=== 本文抜粋 ===
赤ちゃんが交通事故に遭ったら、成人と同じように加害者に慰謝料を請求することができます。慰謝料は精神的な苦痛に対する損害賠償です。加害者に請求できる慰謝料は以下の通りです。

  • 入通院慰謝料
  • 後遺障害慰謝料
  • 死亡慰謝料

通常は、慰謝料の請求は被害者本人が行うものです。しかし、赤ちゃんの場合は現実的にまだ話せないだけでなく、未成年であるため法的手続きができません。そこで代理として、法定代理人である親が示談交渉や慰謝料の請求を行います。

赤ちゃんの交通事故で争点となり得ること

慰謝料の種類は同じでも、大人と赤ちゃんには違いがあります。それは赤ちゃんは意思疎通ができないということです。それがゆえに、入通院の期間が加害者側との間で争点となることがあります。

どういうことかというと、入通院が長いと、両親が無理に子どもの治療期間を引き伸ばしているのではないかと考える加害者がいるということです。治療期間が長い場合は、裁判となったときに期間の妥当性が問題になる可能性があることを覚えておきましょう。

赤ちゃんも交通事故でむち打ちになる?

自動車同士の交通事故で赤ちゃんが後遺症を負うことは比較的稀なケースです。赤ちゃんはチャイルドシートに座っていることに加え、身体も柔らかいため、むち打ちなどになりにくいのです。しかしながら、もしも赤ちゃんがむち打ちとなったら、加害者に慰謝料の請求が可能です。

慰謝料の金額には基準があり、弁護士に頼むことで一番高い基準で慰謝料請求を試みることが可能です。

赤ちゃんが交通事故に遭ったときの慰謝料の基準

慰謝料をはじめとする損害賠償の金額はどのように決められているのでしょうか。これには金額を提示または請求する人が弁護士か保険会社かによって基準が分かれます。慰謝料の基準は以下の3つがあります。

  • 自賠責基準
  • 任意保険会社基準
  • 弁護士基準

赤ちゃんが交通事故に遭い、弁護士基準で賠償金が認められたケース

ここで被害者が赤ちゃんで、加害者に対して損害賠償請求の裁判を起こした実際のケースをご紹介します。それぞれ入院付添費と後遺症慰謝料が認められた判例です。

●赤ちゃんの入院付添費が認められたケース
症状固定時1歳の女児の後遺障害(頭部外傷に伴う精神神経障害、1級3号)につき、入院期間(109日)中の近親者の付添費用として、1日あたり6,500円、合計70万8,500円の入院付添費が認められた(さいたま地判平16.4.23 交民37巻2号540頁)。

●赤ちゃんの近親者固有慰謝料が認められたケース
1歳の男児の後遺障害(頭部外傷、頭蓋陥没骨折、外傷性クモ膜下出血、急性硬膜外血腫の傷害を受け神経障害、12級)につき、本人の傷害・後遺障害慰謝料として400万円のほか、幼児の父母に対し、幼児が生命を害された場合にも比肩すべき、精神的苦痛を受けたと見るのが相当であるとして、各30万円の慰謝料を認めた(神戸地判平8.5.30 事故日平4.8.30 交民29巻3号815頁)。

=== 指示 1 ===
赤ちゃんの交通事故と慰謝料についての本文抜粋では、赤ちゃんの入院付添費が認められたケースで、近親者の付添費用は1日あたりいくらと認められたか。
=== 指示 2 ===
赤ちゃんの交通事故と慰謝料についての本文抜粋を、最後の文のあとから続けて書いてください。

=== データ抜粋 ===
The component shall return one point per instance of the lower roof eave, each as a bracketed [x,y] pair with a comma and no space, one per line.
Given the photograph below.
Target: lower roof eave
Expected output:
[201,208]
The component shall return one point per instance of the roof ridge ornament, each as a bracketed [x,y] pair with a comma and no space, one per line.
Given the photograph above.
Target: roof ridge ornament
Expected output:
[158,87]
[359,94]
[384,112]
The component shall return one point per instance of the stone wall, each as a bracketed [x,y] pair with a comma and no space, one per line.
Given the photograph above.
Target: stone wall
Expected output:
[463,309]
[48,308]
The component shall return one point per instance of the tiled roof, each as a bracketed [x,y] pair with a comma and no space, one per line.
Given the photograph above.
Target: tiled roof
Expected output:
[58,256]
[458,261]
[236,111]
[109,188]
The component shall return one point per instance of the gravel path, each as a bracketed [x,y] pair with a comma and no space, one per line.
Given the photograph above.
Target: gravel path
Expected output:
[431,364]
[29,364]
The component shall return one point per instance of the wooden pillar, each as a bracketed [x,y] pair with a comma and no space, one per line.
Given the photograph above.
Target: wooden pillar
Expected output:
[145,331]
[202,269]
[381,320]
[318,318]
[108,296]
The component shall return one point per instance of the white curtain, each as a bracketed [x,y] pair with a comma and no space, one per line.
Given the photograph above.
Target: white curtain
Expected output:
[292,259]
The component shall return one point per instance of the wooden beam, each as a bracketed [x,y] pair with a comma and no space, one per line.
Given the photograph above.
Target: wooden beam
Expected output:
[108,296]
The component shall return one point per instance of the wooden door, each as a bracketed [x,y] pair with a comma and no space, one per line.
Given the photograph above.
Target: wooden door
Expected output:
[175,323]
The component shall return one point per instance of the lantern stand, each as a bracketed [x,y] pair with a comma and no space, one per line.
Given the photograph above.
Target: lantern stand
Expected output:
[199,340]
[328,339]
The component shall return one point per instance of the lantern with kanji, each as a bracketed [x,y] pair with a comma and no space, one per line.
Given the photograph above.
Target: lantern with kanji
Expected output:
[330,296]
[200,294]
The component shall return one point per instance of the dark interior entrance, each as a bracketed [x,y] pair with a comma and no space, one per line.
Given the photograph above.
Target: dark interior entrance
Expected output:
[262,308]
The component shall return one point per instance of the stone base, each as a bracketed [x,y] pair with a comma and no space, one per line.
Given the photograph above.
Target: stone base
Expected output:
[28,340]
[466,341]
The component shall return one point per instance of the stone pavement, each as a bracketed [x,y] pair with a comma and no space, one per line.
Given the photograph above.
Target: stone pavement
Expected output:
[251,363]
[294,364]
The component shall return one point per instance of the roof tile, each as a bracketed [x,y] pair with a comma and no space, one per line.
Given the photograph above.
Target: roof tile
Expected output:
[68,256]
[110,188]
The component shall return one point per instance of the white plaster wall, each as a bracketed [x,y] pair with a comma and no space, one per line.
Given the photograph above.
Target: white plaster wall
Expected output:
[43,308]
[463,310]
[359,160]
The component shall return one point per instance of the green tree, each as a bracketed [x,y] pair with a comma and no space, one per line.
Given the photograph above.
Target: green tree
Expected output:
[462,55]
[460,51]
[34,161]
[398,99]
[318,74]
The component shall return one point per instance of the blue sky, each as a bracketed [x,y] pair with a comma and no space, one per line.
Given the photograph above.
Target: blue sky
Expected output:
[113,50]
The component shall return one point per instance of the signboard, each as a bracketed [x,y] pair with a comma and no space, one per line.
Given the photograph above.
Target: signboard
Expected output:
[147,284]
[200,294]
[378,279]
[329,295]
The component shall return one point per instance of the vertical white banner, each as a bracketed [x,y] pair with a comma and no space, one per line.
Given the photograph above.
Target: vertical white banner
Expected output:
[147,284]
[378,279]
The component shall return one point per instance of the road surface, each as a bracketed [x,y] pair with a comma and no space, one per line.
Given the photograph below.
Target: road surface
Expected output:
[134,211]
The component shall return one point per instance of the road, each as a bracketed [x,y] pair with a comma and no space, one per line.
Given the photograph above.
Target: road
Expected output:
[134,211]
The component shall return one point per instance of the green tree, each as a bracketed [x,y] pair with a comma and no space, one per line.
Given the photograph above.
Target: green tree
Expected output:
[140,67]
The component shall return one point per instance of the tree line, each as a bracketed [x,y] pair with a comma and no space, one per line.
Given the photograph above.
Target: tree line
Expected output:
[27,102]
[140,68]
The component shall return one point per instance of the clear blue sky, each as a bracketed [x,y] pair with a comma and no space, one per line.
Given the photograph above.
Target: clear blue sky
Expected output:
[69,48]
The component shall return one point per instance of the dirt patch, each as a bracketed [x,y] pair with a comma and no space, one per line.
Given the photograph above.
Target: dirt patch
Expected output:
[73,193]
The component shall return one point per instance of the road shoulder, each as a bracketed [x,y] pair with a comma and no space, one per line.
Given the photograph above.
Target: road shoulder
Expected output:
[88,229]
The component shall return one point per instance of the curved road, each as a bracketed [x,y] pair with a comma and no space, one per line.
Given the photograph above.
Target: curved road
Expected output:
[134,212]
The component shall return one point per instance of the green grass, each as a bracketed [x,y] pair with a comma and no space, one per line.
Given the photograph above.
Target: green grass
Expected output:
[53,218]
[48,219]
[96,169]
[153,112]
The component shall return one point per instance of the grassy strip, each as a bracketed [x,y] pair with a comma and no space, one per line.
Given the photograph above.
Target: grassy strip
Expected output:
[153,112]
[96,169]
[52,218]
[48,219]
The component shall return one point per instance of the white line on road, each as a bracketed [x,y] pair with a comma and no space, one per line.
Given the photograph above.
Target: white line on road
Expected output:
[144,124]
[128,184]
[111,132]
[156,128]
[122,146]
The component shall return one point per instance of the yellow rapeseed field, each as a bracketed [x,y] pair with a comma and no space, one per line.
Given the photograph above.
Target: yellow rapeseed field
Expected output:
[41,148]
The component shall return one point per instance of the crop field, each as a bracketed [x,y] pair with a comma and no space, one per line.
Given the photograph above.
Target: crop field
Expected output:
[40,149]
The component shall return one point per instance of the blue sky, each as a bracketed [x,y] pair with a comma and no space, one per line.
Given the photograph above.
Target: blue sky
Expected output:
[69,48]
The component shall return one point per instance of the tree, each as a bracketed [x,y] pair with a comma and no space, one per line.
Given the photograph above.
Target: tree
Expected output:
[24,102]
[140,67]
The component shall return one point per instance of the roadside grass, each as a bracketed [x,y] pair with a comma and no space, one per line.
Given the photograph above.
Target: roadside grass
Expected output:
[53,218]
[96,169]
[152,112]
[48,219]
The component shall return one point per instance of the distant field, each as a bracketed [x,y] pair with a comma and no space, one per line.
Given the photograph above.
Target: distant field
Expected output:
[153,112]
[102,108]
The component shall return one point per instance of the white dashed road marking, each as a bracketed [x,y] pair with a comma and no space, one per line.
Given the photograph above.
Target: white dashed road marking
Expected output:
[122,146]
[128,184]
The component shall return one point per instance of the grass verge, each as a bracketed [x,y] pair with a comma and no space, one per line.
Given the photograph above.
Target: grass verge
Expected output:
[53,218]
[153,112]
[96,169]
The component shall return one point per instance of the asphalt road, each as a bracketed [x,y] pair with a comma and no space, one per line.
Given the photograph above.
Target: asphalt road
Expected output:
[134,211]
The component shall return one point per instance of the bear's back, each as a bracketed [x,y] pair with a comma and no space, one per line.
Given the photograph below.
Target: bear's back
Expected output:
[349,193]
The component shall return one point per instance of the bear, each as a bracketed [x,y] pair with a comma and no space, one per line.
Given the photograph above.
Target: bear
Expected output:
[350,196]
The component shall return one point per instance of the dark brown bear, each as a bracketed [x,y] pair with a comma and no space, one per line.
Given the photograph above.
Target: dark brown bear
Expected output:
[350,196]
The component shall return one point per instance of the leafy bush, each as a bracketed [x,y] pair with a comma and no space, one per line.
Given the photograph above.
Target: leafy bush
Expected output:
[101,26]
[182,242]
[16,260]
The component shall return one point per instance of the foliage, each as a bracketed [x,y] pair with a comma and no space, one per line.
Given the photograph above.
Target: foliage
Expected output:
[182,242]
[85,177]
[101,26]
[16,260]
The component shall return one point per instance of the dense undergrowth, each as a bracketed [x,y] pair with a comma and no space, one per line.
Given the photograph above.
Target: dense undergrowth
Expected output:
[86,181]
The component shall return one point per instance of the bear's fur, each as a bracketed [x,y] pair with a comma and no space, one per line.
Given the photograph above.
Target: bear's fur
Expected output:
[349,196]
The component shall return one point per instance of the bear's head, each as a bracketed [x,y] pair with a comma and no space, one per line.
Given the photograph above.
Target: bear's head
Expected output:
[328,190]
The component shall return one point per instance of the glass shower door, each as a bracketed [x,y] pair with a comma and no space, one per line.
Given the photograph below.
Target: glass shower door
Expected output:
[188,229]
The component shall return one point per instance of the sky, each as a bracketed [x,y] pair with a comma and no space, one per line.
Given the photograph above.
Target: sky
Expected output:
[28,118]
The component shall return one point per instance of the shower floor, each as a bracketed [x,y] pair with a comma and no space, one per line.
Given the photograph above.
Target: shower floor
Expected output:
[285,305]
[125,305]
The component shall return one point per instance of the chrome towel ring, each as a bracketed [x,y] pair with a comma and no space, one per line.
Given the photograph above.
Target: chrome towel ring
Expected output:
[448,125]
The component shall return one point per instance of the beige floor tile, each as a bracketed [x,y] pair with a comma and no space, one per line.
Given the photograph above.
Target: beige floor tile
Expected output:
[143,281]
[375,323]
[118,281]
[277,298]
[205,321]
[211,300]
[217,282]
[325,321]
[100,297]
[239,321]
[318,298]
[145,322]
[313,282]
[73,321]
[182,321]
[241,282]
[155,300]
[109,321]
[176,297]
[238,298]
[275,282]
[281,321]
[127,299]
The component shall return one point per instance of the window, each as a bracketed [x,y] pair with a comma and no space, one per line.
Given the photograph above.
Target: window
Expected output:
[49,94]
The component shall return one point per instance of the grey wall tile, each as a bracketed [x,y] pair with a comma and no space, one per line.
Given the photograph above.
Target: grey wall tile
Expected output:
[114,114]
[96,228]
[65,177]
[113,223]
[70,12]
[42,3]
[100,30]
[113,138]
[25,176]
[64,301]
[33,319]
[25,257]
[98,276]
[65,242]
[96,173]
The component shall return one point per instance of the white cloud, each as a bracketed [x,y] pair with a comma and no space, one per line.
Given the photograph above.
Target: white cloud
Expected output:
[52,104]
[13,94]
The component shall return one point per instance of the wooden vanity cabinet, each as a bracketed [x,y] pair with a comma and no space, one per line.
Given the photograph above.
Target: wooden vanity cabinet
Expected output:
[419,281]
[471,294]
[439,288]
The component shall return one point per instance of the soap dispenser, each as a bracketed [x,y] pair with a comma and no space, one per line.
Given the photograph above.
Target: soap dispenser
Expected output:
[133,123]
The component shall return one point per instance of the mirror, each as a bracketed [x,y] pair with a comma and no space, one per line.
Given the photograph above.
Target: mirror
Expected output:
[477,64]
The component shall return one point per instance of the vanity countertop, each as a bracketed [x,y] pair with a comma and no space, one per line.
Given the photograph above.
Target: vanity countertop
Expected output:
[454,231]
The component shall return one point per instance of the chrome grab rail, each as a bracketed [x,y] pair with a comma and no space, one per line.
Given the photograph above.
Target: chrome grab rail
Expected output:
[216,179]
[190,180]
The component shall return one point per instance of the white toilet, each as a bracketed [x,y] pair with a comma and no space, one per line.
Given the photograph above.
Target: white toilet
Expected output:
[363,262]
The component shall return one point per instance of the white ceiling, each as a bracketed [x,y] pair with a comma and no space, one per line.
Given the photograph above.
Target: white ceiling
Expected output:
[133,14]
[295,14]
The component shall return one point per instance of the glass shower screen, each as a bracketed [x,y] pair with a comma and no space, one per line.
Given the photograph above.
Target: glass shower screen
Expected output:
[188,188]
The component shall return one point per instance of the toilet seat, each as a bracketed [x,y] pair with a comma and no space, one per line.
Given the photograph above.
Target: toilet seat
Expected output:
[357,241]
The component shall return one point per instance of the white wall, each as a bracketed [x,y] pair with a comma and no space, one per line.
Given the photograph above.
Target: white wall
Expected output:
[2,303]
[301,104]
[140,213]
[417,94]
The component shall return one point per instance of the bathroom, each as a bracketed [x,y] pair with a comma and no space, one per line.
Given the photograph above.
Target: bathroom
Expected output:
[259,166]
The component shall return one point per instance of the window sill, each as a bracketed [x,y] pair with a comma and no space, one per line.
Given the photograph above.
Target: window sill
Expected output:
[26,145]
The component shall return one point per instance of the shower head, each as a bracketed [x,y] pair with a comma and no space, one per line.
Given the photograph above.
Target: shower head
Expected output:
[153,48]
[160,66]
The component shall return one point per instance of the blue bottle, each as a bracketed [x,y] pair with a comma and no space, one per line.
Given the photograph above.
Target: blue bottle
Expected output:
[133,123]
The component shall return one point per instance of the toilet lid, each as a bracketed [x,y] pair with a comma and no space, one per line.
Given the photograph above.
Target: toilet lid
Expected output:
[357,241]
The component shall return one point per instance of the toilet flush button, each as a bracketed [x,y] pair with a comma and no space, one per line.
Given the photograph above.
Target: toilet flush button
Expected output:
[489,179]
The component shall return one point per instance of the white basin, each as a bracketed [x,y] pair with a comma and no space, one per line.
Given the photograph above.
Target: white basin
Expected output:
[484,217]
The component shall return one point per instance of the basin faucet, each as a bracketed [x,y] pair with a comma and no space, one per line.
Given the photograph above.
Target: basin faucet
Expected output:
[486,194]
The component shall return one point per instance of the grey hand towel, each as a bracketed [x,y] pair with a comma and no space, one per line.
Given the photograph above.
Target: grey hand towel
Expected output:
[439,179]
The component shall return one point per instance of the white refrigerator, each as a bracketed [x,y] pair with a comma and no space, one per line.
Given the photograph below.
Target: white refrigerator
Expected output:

=== 解答 1 ===
1日あたり6,500円です。

=== 解答 2 ===
特別な慰謝料が認められることもあるのが裁判のメリット

赤ちゃんが交通事故に遭い、後遺障害や長期治療を伴う大きなケガを負ったときは、弁護士を雇い民事訴訟を行うことをお勧めします。なぜなら、そうでないと正当な金額の慰謝料を受け取ることができないためです。裁判を行うことで弁護士基準にて損害賠償を請求することができます。

上記で2つの判例をご紹介しましたが、そのうち上の判例は入院慰謝料が認められた例でした。ここで他の慰謝料基準とその金額を比べてみましょう。

入院付添費の比較
自賠責基準
(事故日が2020/03/31以前)
日額4,100円
自賠責基準
(事故日が2020/04/01以前)
日額4,200円
任意保険基準 日額4,100円
弁護士基準 日額6,500円

以上のように、弁護士基準が最高額となります。1日でこれだけ差がありますので、何か月も入院付添が続けば金額に格段の差が生じます。

裁判なら近親者固有慰謝料が認められることも

2つの判例のうち、下の例は近親者固有慰謝料が認められたものです。通常は、近親者固有慰謝料というものは、死亡事故で遺族に認められるものです。

しかし、重大な事故の場合は、遺族にとって死亡事故に匹敵するほど精神的な負担がかかるという考え方もあります。それによって、裁判では死亡事故ではなくても重大事故であれば、家族に慰謝料が認められることがあります。このような慰謝料は民事訴訟だから獲得できるものです。

もしも先方の保険会社と示談交渉を行い、成立していたら、賠償金の各項目に当てはまる金額も低くなり、その合計額も低かったでしょう。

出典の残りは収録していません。